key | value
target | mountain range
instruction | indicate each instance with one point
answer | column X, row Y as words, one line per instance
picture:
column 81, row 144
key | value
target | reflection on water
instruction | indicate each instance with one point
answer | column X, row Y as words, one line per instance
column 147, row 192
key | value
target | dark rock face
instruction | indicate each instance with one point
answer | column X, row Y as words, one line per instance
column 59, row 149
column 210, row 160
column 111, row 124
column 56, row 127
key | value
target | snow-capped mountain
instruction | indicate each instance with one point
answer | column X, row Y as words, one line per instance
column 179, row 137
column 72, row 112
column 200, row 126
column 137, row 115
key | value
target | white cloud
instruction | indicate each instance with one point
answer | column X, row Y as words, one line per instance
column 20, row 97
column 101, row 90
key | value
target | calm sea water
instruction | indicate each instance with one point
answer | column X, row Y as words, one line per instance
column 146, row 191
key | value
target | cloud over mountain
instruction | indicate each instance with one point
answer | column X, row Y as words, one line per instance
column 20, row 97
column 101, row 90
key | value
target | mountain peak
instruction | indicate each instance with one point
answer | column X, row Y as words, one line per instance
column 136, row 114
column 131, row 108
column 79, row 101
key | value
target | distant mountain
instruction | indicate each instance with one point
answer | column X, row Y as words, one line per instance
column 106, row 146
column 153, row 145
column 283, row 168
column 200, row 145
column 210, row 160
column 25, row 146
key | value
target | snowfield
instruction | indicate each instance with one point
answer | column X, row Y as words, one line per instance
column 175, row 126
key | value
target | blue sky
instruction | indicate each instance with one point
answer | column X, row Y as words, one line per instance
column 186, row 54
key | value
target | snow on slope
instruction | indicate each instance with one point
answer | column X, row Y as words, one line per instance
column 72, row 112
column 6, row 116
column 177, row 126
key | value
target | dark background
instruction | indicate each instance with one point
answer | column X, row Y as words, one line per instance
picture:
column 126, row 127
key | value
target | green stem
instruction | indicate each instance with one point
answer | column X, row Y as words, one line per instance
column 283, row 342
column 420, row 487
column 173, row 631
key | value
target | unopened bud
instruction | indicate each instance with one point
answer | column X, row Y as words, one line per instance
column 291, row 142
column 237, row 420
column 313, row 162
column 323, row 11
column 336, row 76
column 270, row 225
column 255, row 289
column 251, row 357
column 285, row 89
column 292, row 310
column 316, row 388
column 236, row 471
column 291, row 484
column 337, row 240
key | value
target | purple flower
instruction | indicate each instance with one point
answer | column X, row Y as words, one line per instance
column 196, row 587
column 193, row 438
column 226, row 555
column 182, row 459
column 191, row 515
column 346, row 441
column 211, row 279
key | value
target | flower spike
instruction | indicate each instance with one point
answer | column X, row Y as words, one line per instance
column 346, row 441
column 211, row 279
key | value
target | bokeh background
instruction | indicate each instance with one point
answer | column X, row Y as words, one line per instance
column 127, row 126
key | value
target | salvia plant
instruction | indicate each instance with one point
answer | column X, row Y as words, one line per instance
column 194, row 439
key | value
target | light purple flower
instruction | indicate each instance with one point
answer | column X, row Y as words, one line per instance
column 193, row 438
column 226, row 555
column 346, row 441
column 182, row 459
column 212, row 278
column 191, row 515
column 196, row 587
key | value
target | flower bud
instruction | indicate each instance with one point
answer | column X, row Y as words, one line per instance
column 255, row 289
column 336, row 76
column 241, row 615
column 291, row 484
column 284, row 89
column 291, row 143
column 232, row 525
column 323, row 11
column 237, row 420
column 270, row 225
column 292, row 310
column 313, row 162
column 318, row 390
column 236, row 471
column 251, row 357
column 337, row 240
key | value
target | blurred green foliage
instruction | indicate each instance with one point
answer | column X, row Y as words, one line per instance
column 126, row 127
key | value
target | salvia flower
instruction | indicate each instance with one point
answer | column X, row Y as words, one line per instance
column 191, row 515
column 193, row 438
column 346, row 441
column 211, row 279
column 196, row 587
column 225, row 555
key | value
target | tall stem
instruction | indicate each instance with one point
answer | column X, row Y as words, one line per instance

::::::::::

* WHAT TO DO: With nothing added or dropped, retype the listing above.

* RESPONSE:
key | value
target | mountain range
instruction | indicate each instance with one point
answer | column X, row Y as words, one line per instance
picture:
column 81, row 144
key | value
target | reflection on water
instruction | indicate each instance with one point
answer | column X, row Y as words, one line per instance
column 147, row 192
key | value
target | dark rock face
instruction | indicate each instance with one point
answer | column X, row Y as words, one line per instance
column 59, row 149
column 210, row 160
column 111, row 124
column 56, row 127
key | value
target | snow-capped mountain
instruction | indicate each instance with one point
answer | column X, row Y as words, one line per instance
column 179, row 137
column 72, row 112
column 200, row 126
column 137, row 115
key | value
target | white cloud
instruction | indicate each instance with one point
answer | column X, row Y as words, one line per instance
column 20, row 97
column 101, row 90
key | value
target | calm sea water
instruction | indicate each instance with one point
answer | column X, row Y as words, one line per instance
column 146, row 191
key | value
target | cloud over mountain
instruction | indicate each instance with one point
answer | column X, row Y as words, one line per instance
column 20, row 97
column 101, row 90
key | value
target | mountain peak
instruction | indicate each instance with one point
answer | column X, row Y as words, one line per instance
column 136, row 114
column 131, row 108
column 79, row 101
key | value
target | distant mountain
instruction | indicate each instance with one point
answer | column X, row Y as words, one line per instance
column 106, row 146
column 153, row 145
column 283, row 168
column 200, row 145
column 210, row 160
column 25, row 146
key | value
target | snowfield
instruction | indicate each instance with one point
answer | column X, row Y as words, one line per instance
column 175, row 126
key | value
target | blue sky
instruction | indicate each instance with one point
answer | column X, row Y as words, one line per instance
column 186, row 54
key | value
target | snow on slope
instruction | indicate each instance with one point
answer | column X, row Y as words, one line per instance
column 72, row 112
column 6, row 116
column 177, row 126
key | value
target | dark background
instruction | indicate each instance with one point
answer | column X, row Y as words, one line per instance
picture:
column 126, row 127
key | value
target | green stem
instruction | indicate each instance with one point
answer | column X, row Y as words, one line per instance
column 283, row 342
column 420, row 487
column 173, row 631
key | value
target | unopened bud
instruction | indicate each instance with one point
answer | column X, row Y as words, one line per instance
column 291, row 142
column 237, row 420
column 313, row 162
column 323, row 11
column 336, row 76
column 270, row 225
column 255, row 289
column 251, row 357
column 285, row 89
column 292, row 310
column 316, row 388
column 236, row 471
column 291, row 484
column 337, row 240
key | value
target | purple flower
instruction | indicate each instance with one point
answer | column X, row Y as words, one line per instance
column 196, row 587
column 193, row 438
column 226, row 555
column 182, row 459
column 191, row 515
column 346, row 441
column 211, row 279
key | value
target | flower spike
instruction | indicate each instance with one point
answer | column X, row Y as words, one line per instance
column 346, row 441
column 211, row 279
key | value
target | bokeh background
instruction | indicate each instance with one point
answer | column X, row Y as words, one line per instance
column 127, row 126
key | value
target | salvia plant
instruction | indicate each instance with one point
answer | column X, row Y as words, one line per instance
column 194, row 439
key | value
target | light purple flower
instruction | indicate each instance with one point
answer | column X, row Y as words, one line per instance
column 193, row 438
column 226, row 555
column 346, row 441
column 182, row 459
column 212, row 278
column 191, row 515
column 196, row 587
key | value
target | flower bud
instruction | indicate each instance with one point
answer | column X, row Y as words, one line per instance
column 255, row 289
column 336, row 76
column 241, row 615
column 291, row 484
column 284, row 89
column 291, row 143
column 232, row 525
column 323, row 11
column 237, row 420
column 270, row 225
column 292, row 310
column 313, row 162
column 318, row 390
column 236, row 471
column 251, row 357
column 337, row 240
key | value
target | blurred green foliage
instruction | indicate each instance with one point
answer | column X, row Y as words, one line per instance
column 126, row 127
key | value
target | salvia flower
instruction | indicate each instance with one point
answer | column X, row Y as words, one line per instance
column 191, row 515
column 193, row 438
column 346, row 441
column 211, row 279
column 196, row 587
column 225, row 555
key | value
target | tall stem
instruction | indicate each instance with one point
answer | column X, row Y as words, one line per instance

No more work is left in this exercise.